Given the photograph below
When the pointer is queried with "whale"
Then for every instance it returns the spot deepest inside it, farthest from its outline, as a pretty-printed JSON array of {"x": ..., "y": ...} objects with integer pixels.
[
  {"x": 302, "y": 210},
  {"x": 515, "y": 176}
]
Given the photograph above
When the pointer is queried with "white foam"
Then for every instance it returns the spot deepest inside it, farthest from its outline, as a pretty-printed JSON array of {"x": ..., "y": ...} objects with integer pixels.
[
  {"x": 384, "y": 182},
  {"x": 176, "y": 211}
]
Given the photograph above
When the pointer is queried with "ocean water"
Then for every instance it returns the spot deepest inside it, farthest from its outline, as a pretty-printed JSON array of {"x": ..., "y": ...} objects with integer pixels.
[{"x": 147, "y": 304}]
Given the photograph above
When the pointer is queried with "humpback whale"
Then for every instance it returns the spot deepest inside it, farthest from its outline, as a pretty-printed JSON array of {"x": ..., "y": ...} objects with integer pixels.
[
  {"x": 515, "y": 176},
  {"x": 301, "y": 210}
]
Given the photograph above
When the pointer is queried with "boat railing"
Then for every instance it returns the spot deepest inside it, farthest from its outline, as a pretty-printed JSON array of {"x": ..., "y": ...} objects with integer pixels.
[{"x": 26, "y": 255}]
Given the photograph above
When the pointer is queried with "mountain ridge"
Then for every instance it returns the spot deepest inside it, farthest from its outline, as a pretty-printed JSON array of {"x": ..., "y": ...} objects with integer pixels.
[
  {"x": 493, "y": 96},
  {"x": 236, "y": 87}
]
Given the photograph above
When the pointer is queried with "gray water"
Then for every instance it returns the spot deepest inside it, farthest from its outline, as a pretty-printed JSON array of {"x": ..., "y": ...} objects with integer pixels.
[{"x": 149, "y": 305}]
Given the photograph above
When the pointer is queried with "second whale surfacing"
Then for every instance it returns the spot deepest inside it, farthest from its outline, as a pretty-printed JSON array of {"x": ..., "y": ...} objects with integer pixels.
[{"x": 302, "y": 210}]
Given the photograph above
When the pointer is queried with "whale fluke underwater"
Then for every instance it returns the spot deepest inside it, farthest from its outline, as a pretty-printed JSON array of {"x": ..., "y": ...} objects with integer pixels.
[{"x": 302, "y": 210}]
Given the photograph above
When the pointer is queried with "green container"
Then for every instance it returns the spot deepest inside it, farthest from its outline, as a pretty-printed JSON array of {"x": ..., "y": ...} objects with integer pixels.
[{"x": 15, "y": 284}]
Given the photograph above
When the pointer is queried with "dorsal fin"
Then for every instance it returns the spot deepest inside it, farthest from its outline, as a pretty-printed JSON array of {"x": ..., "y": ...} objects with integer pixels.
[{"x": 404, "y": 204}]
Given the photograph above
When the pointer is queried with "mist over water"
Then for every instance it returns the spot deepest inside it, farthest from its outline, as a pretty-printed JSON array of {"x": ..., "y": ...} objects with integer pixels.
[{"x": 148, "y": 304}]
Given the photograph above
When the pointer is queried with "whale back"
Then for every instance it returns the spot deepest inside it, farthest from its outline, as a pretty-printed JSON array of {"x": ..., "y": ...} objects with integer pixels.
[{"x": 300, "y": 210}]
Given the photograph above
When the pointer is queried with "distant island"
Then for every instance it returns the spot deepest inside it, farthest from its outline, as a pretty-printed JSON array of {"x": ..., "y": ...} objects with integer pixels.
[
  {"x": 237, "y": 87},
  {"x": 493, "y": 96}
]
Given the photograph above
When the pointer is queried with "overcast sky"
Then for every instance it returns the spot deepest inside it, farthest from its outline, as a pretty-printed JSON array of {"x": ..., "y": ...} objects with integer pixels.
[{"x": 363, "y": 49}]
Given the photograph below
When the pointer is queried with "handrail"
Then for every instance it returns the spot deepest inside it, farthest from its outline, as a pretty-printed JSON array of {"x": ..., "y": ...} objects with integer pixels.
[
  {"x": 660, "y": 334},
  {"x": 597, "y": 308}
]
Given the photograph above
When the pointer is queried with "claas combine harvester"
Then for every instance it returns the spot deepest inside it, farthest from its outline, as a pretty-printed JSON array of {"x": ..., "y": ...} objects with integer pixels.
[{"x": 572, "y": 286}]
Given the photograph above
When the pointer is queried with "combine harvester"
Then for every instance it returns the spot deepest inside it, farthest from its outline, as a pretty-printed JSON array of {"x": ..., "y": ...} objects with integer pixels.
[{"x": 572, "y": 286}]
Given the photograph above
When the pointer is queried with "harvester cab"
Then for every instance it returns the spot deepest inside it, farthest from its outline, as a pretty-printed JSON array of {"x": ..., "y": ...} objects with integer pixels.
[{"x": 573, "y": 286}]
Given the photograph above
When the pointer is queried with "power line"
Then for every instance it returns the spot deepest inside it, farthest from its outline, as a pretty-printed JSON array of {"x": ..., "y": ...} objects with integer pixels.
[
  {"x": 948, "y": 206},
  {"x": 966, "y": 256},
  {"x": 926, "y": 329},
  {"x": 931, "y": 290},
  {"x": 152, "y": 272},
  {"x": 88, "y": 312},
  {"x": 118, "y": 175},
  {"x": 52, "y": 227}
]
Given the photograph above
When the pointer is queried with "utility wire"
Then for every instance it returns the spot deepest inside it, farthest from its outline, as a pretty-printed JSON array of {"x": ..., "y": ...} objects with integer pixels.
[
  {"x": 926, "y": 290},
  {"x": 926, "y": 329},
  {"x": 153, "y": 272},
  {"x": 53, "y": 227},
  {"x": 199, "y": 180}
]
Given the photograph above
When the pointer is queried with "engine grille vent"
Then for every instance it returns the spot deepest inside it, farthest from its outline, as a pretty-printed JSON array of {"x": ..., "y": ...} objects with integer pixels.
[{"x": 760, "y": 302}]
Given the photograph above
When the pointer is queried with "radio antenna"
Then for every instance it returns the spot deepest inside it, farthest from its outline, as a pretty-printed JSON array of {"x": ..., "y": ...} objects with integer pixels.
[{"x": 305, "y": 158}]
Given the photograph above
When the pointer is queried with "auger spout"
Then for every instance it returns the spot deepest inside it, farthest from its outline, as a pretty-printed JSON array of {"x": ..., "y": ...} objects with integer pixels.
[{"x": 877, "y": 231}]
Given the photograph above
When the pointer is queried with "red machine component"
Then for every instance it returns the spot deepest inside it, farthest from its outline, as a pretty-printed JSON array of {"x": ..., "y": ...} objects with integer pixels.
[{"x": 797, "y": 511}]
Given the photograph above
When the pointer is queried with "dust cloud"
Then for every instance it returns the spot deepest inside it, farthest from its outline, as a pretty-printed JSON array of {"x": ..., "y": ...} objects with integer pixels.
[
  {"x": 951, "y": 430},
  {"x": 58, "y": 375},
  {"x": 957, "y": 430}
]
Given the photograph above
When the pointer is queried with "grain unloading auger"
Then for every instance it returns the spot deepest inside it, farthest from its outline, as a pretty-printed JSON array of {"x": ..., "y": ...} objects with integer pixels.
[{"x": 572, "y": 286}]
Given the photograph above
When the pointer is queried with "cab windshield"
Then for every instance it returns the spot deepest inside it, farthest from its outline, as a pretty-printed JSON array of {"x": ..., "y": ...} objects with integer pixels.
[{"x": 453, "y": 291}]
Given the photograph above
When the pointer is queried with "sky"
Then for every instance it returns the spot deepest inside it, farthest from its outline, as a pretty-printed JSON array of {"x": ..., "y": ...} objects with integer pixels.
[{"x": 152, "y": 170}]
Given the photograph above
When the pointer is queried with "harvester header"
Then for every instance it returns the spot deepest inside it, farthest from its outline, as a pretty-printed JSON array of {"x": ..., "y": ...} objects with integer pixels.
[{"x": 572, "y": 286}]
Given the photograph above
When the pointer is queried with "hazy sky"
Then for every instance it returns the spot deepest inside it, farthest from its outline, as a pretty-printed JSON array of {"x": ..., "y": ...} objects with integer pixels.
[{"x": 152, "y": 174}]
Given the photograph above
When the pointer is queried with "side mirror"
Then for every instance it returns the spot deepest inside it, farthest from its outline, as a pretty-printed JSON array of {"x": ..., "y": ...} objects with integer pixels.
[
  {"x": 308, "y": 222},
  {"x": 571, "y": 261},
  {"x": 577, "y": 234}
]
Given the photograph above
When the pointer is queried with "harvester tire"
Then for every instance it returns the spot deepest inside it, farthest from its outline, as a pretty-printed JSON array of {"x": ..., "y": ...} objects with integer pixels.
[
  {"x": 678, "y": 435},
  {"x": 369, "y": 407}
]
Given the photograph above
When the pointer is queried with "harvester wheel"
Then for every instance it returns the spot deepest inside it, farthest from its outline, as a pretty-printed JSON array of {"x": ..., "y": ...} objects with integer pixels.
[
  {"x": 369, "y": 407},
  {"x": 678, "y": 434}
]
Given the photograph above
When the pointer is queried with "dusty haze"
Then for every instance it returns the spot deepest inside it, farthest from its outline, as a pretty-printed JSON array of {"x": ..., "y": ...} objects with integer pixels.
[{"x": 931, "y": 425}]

^^^^^^^^

**Aim of the task:** The response must contain each line above that holds the string "combine".

**Exercise output:**
When the pointer is queried with "claas combine harvester"
When the pointer is queried with "combine harvester"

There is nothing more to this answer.